Please output exactly the part of the records below that opens with the line containing "the green foliage." and closes with the line containing "One point marks each instance of the tattoo on", both lines included, and nothing else.

Top of Material provided

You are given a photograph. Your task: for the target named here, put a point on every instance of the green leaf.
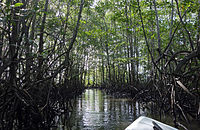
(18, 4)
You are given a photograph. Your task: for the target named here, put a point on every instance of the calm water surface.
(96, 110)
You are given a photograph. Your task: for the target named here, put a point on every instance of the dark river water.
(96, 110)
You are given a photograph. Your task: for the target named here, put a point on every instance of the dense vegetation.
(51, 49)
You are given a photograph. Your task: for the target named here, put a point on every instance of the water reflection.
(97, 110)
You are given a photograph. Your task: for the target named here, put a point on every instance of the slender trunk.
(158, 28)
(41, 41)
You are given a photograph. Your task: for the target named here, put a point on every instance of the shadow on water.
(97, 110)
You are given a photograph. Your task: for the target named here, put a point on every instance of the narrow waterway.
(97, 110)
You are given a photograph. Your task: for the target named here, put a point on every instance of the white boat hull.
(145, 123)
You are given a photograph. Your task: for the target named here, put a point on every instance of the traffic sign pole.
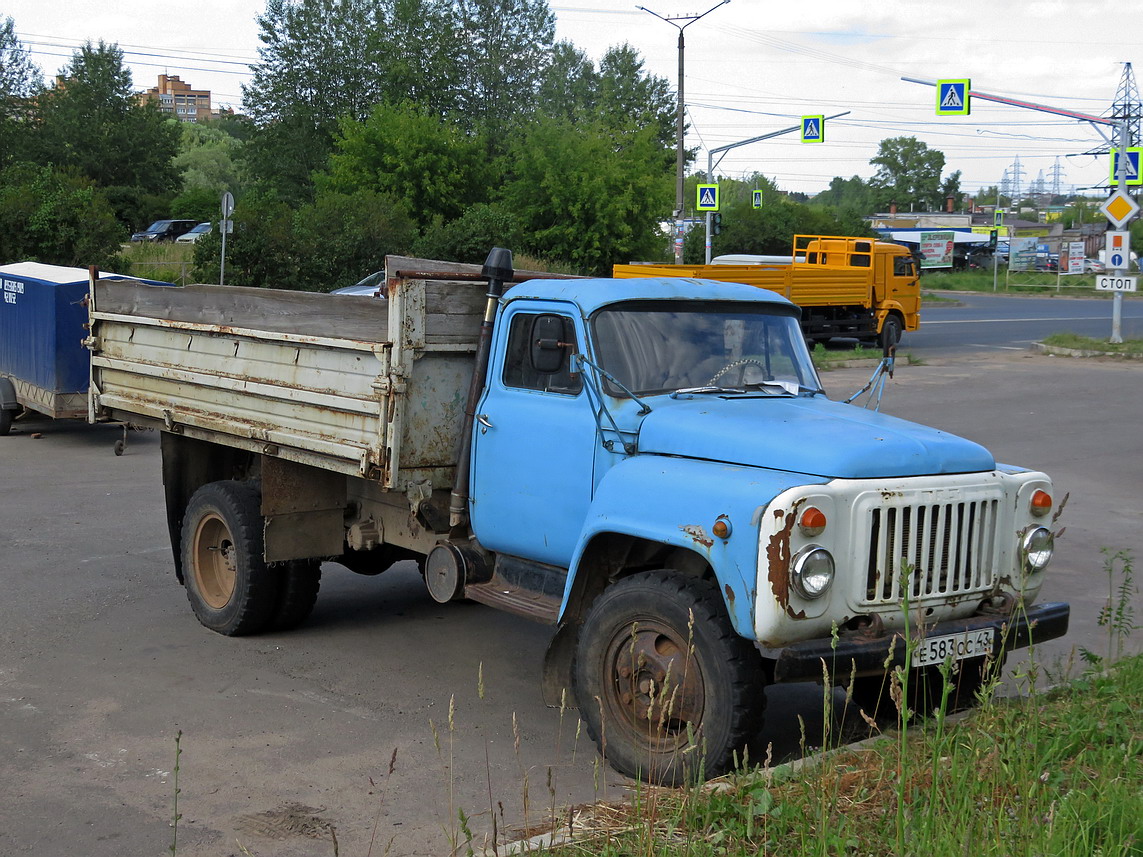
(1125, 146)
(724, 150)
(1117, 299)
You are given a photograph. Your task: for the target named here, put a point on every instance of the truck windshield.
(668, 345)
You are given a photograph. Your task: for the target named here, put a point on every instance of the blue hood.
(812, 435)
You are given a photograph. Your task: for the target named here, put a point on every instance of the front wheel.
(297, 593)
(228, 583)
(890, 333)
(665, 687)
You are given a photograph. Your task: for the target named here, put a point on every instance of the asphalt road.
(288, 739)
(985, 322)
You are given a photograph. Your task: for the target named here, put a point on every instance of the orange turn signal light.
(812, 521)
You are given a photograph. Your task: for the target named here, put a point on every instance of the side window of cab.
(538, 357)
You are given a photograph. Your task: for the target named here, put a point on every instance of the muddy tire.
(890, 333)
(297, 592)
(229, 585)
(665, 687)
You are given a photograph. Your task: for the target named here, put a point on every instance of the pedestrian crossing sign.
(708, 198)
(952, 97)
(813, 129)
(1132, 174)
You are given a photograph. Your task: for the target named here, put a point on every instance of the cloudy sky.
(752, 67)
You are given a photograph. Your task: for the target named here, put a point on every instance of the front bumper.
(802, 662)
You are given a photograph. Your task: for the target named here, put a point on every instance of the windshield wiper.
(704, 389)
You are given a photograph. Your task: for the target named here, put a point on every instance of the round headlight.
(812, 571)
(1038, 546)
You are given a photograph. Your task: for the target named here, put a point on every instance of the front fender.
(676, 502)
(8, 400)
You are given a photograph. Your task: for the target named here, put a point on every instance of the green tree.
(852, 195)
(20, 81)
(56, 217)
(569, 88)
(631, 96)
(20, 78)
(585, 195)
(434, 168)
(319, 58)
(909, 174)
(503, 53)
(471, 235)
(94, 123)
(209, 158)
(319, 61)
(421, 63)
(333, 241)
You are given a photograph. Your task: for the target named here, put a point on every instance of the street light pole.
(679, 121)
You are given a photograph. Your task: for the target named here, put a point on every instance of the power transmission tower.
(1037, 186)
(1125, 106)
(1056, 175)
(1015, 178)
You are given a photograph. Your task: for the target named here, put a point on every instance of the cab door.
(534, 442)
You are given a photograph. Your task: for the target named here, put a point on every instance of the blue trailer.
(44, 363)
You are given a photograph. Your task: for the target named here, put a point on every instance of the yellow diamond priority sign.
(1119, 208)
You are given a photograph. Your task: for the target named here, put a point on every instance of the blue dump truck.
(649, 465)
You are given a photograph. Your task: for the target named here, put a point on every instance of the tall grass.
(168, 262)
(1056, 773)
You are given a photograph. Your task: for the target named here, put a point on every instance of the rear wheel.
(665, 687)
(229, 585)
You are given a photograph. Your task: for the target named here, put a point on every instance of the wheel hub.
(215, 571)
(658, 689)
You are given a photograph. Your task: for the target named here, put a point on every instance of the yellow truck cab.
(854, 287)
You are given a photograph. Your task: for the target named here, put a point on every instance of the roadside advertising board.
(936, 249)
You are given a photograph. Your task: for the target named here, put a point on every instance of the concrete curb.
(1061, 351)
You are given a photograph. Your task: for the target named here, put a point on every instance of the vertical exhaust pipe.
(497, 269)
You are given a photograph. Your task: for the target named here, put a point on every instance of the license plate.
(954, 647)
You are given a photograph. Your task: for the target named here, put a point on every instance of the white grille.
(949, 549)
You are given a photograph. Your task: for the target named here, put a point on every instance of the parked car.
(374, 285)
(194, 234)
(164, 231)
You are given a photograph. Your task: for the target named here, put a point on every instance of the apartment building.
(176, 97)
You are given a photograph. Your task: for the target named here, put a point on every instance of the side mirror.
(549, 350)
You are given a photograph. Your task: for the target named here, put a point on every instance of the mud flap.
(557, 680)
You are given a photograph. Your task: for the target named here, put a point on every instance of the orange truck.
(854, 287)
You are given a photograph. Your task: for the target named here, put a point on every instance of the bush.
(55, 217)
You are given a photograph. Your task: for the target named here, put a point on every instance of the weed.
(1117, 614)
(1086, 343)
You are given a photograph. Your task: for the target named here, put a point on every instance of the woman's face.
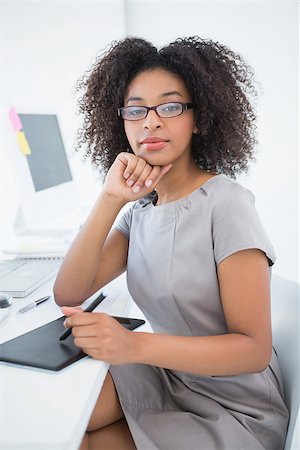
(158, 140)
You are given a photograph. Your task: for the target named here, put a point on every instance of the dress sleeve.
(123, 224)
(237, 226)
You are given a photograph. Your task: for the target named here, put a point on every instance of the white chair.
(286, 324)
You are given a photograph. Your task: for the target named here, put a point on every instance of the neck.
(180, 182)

Bottom of Material provided
Top of Material provided

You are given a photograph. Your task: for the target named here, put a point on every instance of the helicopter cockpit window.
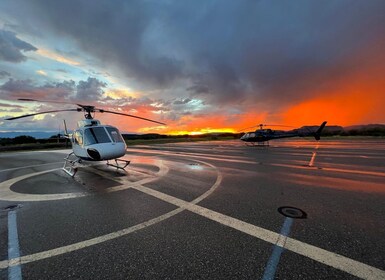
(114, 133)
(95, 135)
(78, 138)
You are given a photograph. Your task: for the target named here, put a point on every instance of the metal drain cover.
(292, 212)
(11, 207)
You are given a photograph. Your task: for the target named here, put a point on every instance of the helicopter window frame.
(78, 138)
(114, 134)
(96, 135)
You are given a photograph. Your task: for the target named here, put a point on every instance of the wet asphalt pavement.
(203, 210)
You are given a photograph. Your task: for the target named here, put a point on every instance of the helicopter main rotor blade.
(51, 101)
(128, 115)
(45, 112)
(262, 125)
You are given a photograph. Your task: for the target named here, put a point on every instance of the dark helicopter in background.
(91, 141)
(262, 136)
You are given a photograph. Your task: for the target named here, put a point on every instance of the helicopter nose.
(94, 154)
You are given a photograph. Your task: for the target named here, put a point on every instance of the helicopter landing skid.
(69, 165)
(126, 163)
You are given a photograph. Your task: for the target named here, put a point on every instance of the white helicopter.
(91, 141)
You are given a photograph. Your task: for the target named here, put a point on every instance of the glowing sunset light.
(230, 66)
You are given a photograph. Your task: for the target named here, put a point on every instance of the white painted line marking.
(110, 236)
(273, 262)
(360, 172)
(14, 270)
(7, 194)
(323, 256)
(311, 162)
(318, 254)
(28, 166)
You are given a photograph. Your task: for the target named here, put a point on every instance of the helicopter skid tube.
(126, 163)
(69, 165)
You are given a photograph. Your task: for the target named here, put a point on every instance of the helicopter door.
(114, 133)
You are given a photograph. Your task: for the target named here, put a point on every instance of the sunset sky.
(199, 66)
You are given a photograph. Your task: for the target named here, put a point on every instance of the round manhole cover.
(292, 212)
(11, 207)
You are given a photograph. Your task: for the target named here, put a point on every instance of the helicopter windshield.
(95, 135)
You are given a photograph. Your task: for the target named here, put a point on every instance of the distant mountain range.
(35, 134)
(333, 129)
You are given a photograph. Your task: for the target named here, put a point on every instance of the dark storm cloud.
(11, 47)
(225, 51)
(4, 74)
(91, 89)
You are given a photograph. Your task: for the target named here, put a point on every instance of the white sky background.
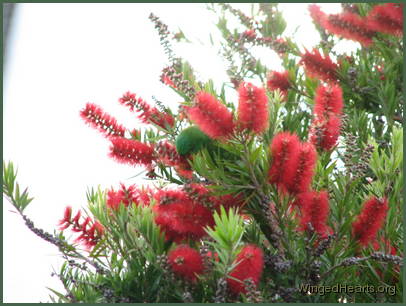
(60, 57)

Bottom of Material provided
Top of Material provided

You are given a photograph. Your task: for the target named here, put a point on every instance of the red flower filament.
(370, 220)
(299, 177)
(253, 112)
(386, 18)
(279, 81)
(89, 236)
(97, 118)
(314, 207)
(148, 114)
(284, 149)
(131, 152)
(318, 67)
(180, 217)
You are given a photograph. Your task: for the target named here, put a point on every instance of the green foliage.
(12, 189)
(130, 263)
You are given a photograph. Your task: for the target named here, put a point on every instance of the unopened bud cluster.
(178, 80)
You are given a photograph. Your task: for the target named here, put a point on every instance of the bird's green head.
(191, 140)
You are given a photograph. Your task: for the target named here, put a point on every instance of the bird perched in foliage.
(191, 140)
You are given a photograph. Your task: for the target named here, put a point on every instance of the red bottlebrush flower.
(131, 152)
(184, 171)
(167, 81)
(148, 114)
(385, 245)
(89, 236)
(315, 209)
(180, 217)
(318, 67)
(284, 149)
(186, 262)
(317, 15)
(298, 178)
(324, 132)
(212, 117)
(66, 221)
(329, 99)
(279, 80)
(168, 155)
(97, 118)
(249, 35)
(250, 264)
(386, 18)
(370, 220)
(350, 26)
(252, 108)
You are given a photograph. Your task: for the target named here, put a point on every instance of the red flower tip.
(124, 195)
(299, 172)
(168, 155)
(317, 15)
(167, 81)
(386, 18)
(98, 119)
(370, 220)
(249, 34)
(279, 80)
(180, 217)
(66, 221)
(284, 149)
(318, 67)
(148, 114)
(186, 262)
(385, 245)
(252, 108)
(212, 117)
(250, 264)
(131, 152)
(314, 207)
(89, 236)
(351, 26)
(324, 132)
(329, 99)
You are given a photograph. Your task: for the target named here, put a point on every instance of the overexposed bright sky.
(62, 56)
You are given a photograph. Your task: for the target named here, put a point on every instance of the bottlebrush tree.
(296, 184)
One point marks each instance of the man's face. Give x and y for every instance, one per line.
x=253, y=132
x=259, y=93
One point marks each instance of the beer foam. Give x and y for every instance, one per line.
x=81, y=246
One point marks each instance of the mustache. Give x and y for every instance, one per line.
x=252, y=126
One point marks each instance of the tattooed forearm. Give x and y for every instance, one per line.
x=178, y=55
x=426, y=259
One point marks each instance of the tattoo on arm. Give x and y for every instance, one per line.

Bottom of Material provided

**Final answer:**
You are given a photograph. Your task: for the target named here, put a point on every instance of the green foliage.
(12, 189)
(130, 263)
You are given a photograph. Your task: for the target named here, put a point on every instance of the unopened bud cluster.
(178, 80)
You are given a photograph. Your task: for the target named here, put a point on every instance of the bird's green head.
(191, 140)
You are given a photograph. Your task: for the target named here, put a point on every instance of the bird perched in foliage.
(191, 140)
You are given a photograph. Your task: for the target named here, put a point on every instance of the red bottlebrush flower.
(131, 152)
(184, 171)
(167, 81)
(148, 114)
(385, 245)
(89, 236)
(315, 209)
(180, 217)
(318, 67)
(284, 149)
(186, 262)
(317, 15)
(298, 178)
(324, 132)
(212, 117)
(66, 221)
(329, 99)
(279, 80)
(168, 155)
(97, 118)
(249, 35)
(250, 264)
(386, 18)
(370, 220)
(350, 26)
(252, 108)
You are given a photograph. Your task: for the target named here, put a point on every instance of the red flower tip.
(124, 195)
(299, 172)
(168, 155)
(317, 15)
(167, 81)
(386, 18)
(98, 119)
(370, 220)
(249, 34)
(279, 80)
(180, 217)
(66, 221)
(284, 149)
(318, 67)
(148, 114)
(186, 262)
(385, 245)
(252, 108)
(212, 117)
(250, 264)
(131, 152)
(314, 207)
(89, 236)
(351, 26)
(324, 132)
(329, 99)
You are given a photograph. Your task: for the target named here, put a point on every instance of the overexposed bright sky.
(62, 56)
You are given a photograph. Your task: for the target named here, put a point on every instance of the bottlebrush tree.
(296, 184)
One point marks each instance of the man's face. Give x and y for every instance, one per line.
x=253, y=132
x=259, y=93
One point marks each instance of the beer foam. Give x and y for every instance, one per line.
x=81, y=246
One point marks each instance of the mustache. Give x and y for every instance, one per line.
x=252, y=126
One point marks each instance of the tattooed forearm. Give x and y for every instance, one per line.
x=178, y=55
x=426, y=259
One point marks each instance of the tattoo on arm. Give x and y for every instance, one per line.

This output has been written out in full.